[To be done]: Please copy each of the items below word for word, keeping every line unchanged.

--- Start Available records ---

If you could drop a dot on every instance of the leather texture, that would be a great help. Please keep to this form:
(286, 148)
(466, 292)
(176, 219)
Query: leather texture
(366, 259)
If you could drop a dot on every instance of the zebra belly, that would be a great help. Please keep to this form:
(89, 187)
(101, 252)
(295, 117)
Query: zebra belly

--- End Available records ---

[Written response]:
If you could drop a dot on every instance of the leather texture, that would be a great help. Please keep to this form:
(286, 148)
(466, 292)
(176, 219)
Query: leather texture
(366, 259)
If you could drop a dot on every instance of the zebra belly, that would be a great help. Please keep to this form:
(89, 187)
(101, 252)
(295, 117)
Query: zebra belly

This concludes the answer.